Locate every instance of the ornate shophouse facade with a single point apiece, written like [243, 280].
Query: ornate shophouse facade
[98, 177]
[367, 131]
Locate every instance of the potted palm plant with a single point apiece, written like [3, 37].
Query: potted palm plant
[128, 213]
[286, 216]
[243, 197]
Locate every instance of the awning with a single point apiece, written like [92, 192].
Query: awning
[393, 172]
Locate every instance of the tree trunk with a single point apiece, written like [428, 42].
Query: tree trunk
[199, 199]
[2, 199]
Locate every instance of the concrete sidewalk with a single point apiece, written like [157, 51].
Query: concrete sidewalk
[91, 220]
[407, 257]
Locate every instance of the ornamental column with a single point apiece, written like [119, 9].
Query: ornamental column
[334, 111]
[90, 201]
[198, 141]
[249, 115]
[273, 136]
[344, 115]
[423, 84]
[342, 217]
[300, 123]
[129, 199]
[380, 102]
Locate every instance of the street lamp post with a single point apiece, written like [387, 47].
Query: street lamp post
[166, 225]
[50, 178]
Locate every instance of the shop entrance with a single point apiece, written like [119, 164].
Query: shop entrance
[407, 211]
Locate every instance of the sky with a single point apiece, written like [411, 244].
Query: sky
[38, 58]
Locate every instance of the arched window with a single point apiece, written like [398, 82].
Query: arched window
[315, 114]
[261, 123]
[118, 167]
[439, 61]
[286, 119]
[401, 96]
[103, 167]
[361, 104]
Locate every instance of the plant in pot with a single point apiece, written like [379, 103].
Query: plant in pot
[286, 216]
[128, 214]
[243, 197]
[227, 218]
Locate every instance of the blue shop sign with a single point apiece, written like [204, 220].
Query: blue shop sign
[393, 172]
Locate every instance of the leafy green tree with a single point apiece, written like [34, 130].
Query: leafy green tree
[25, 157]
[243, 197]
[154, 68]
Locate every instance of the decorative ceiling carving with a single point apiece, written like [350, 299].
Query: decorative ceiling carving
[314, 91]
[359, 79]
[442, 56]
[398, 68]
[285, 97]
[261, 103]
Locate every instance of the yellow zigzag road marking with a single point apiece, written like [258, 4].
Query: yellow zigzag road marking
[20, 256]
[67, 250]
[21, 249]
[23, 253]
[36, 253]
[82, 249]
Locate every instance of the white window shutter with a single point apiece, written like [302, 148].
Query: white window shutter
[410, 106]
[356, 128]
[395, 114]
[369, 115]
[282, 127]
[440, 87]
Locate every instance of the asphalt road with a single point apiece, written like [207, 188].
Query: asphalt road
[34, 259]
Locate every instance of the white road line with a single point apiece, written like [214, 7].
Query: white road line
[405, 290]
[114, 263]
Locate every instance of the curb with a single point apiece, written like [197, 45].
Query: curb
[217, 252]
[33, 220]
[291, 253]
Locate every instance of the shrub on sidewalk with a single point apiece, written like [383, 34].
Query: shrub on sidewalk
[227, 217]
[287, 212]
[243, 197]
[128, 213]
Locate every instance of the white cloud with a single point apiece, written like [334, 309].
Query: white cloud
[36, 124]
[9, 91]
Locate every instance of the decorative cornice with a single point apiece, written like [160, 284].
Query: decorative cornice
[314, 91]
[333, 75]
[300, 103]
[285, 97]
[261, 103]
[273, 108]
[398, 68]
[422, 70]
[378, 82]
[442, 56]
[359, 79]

Goal of the exercise:
Set down the entries above again, word for word.

Response:
Locate every instance of the ornate shophouse facade with a single point apiece, written like [243, 280].
Query: ornate shophouse facade
[98, 177]
[367, 131]
Locate every instance of the potted palm plant with a single point apiece, written like [3, 37].
Query: potted palm plant
[128, 213]
[286, 216]
[243, 197]
Locate every instance of the awning with a single point apiece, written like [92, 192].
Query: awning
[393, 172]
Locate every instance of the tree trunk with a single point apiece, written like [428, 42].
Query: tree trunk
[199, 199]
[2, 199]
Locate every instance of the concrete sidewalk with a single point apiece, written like [157, 51].
Query: concrete sidewalk
[91, 220]
[407, 257]
Locate every instance of the ornamental column with a single point apiece, written like [119, 9].
Query: ornamental column
[334, 111]
[90, 201]
[198, 141]
[249, 115]
[273, 136]
[344, 115]
[423, 84]
[342, 217]
[300, 123]
[129, 199]
[380, 102]
Locate every instance of the street lamp post with a single point apiece, written like [387, 47].
Query: street lamp post
[166, 225]
[50, 178]
Locate every instance of the shop entrance with a single point apiece, written like [119, 164].
Query: shop entrance
[407, 211]
Locate every instance of the sky with a single point apiece, written like [411, 244].
Query: sky
[38, 58]
Locate every instance of the arched window with a single point apiece, written like [398, 82].
Query: arched window
[315, 114]
[261, 123]
[118, 167]
[439, 61]
[286, 119]
[401, 96]
[103, 167]
[361, 104]
Locate every instance of the plant in pot with a single point apiece, written like [379, 103].
Query: plant in pot
[286, 216]
[128, 214]
[243, 197]
[227, 218]
Locate every instance of the blue shop sign with a single point apiece, written like [204, 220].
Query: blue shop sign
[393, 172]
Locate every instance of the leafy green tree with a single point apiece, written like [34, 130].
Query: leafy green tree
[25, 157]
[243, 197]
[154, 68]
Locate every instance of the decorative ceiling carving with a single point apiece, written like [350, 299].
Query: decorative ceiling carving
[314, 91]
[359, 79]
[442, 56]
[398, 68]
[285, 97]
[261, 103]
Locate every instance of the yellow zigzag road marking with a single point apiece, written like [258, 4].
Query: yellow zigzag road marking
[20, 256]
[67, 250]
[21, 249]
[23, 253]
[36, 253]
[82, 249]
Locate every instance of the white window shutter with a single point apiece, written like [302, 148].
Query: white window shutter
[410, 106]
[356, 128]
[395, 114]
[369, 115]
[282, 127]
[440, 87]
Locate every instance of the asphalt road with a single point apiece, written like [207, 188].
Query: asphalt road
[34, 259]
Locate every instance of the white road line with a single point apiece, written like [214, 7].
Query: white road line
[405, 290]
[114, 263]
Locate every instance of the curb with a single point apiece, written like [197, 45].
Query: curb
[217, 252]
[33, 220]
[291, 253]
Locate every instance of the shrub on sidewalk with a single point apiece, written like [383, 34].
Query: shrub on sidewalk
[227, 217]
[287, 212]
[243, 197]
[128, 213]
Locate every instance of the white cloud with a single point apiece, written like [334, 309].
Query: white cloud
[36, 124]
[9, 91]
Locate every instance of the decorative cornice with a single point apiece, written like [160, 284].
Query: decorative cornice
[314, 91]
[333, 75]
[300, 103]
[285, 97]
[261, 103]
[273, 108]
[398, 68]
[422, 70]
[378, 82]
[442, 56]
[359, 79]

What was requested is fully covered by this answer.